- EXERCISE A
Please copy the point-labeling rows below word for word, leaving out the image lines.

── DOCUMENT ──

Trump’s Response: An Immediate Pivot
Within hours of the ruling, the administration invoked the alternative authorities Kavanaugh had catalogued. As CNBC reported, Trump announced a new 10% worldwide tariff under Section 122 of the Trade Act of 1974, which authorizes a temporary import surcharge to address balance-of-payments deficits, 19 U.S.C. §2132(a). He simultaneously launched new Section 301 investigations targeting unfair foreign trade practices.
On refunds, Trump offered no concession: “I guess it has to get litigated for the next two years…. We’ll end up being in court for the next five years.” That is a signal that the administration intends to contest every step of the refund process, consistent with Kavanaugh’s prediction of a “mess.”
The Alternative Tariff Authorities
The Kavanaugh dissent’s enumeration of alternative authorities is, in effect, the administration’s post-ruling tariff playbook. Each statute comes with procedural requirements and limitations that IEEPA, as an emergency statute, did not impose. Here is what the president retains:
Section 232 — National Security Tariffs
Section 232 of the Trade Expansion Act of 1962 authorizes the president, after a Commerce Department investigation, to “adjust the imports of [an] article and its derivatives so that such imports will not threaten to impair the national security.” §1862(c)(1)(A). Trump’s existing steel and aluminum tariffs imposed under Section 232 were unaffected by today’s ruling and remain in effect. The administration has already initiated nine new Section 232 investigations. The statute’s constraint is product-specificity: it cannot support a blanket rate across all imports from all countries, as the Court of Appeals held in this litigation that IEEPA’s tariffs were “unbounded in scope, amount, and duration.”.
Section 301 — Unfair Trade Practices
Section 301 of the Trade Act of 1974 authorizes the U.S. Trade Representative to “impose duties” when the USTR determines that a foreign country’s act, policy, or practice is “unjustifiable and burdens or restricts United States commerce.” §§2411(a), (c)(1)(B). Trump used Section 301 extensively in his first term to impose tariffs on hundreds of billions of dollars in Chinese imports that remain in place today. The constraint: the USTR must conduct a formal investigation and document specific practices, a country-by-country process that cannot be replicated at IEEPA’s speed and breadth.
Section 122 — The Temporary Surcharge
Section 122 allows the president to impose a “temporary import surcharge” to address “large and serious United States balance-of-payments deficits.” 19 U.S.C. §2132(a). No investigation is required. The significant limitation: the surcharge expires after 150 days by statute. As Kavanaugh’s dissent acknowledged, Section 122 is one of the “few additional procedural steps” that distinguish these alternative authorities from IEEPA. Kavanaugh Dissent at 5. It functions as a bridge, buying roughly five months while Section 232 and 301 frameworks are built out.

───
── SUPPLIED RECORDS ──

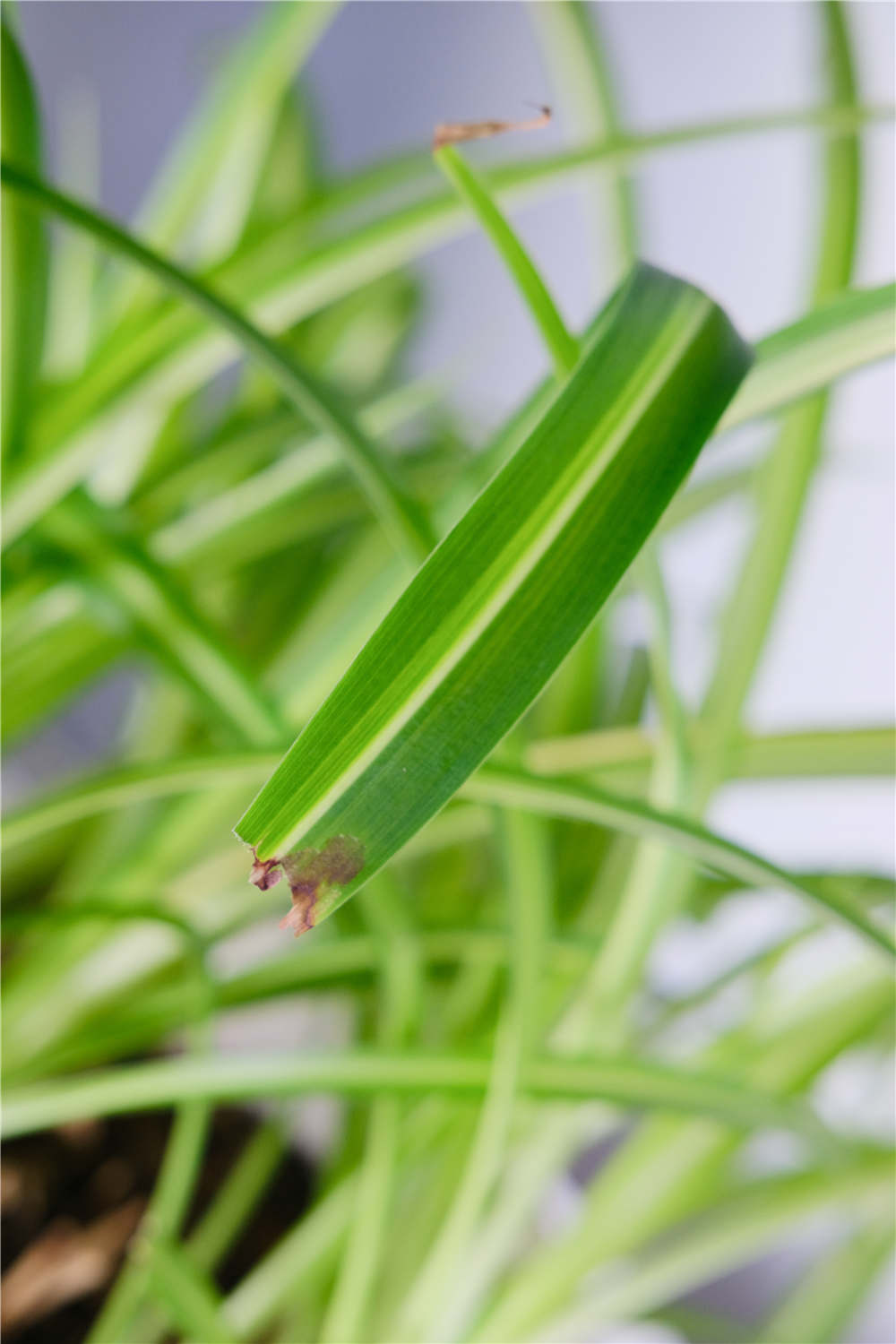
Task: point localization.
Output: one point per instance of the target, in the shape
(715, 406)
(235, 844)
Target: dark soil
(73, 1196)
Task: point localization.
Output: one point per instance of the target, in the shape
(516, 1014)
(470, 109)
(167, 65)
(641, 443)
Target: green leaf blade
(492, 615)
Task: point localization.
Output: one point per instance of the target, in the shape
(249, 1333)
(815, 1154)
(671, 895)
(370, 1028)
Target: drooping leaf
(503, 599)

───

- EXERCISE B
Write the next section of the tariff article, picking up after its final sentence.

- EXERCISE RESULT A
Task: point localization.
Output: one point per instance of the target, in the shape
(715, 406)
(235, 844)
Target: dark soil
(73, 1196)
Task: point localization.
Output: one point per instance of the target, in the shape
(516, 1014)
(470, 109)
(167, 65)
(641, 443)
Target: green leaf blade
(492, 615)
Task: point localization.
Output: one point per instance of the target, in the shape
(249, 1333)
(815, 1154)
(671, 895)
(370, 1028)
Target: drooping leaf
(503, 599)

- EXERCISE RESULT B
Section 338 — The Dormant Provision
Section 338 of the Tariff Act of 1930 permits the president to impose tariffs of up to 50% on imports from countries that “place[ ] any burden or disadvantage upon the commerce of the United States.” §1338(d). It carries no time limit and requires no investigation. Kavanaugh flagged it explicitly as an available tool. Kavanaugh Dissent at 6. It has never been used, and novel application of a 95-year-old provision would invite its own legal challenges.
Congressional Authorization
The constitutionally cleanest path would be explicit legislation granting the president defined tariff authority with appropriate scope and procedural safeguards. This would be unassailable. The obstacle is political: it requires sustained congressional majorities and offers no guarantee of the speed or breadth the administration has sought through executive action.
The Refund Question
The ruling struck down the tariffs but was silent on what happens to the money already collected. That silence was deliberate. The Court left the refund question to the Court of International Trade, which has exclusive jurisdiction over customs matters. As CNBC reported, more than 1,000 refund-related cases have already been filed in the CIT, and the Justice Department and plaintiffs’ counsel have jointly requested appointment of a steering committee to manage the caseload.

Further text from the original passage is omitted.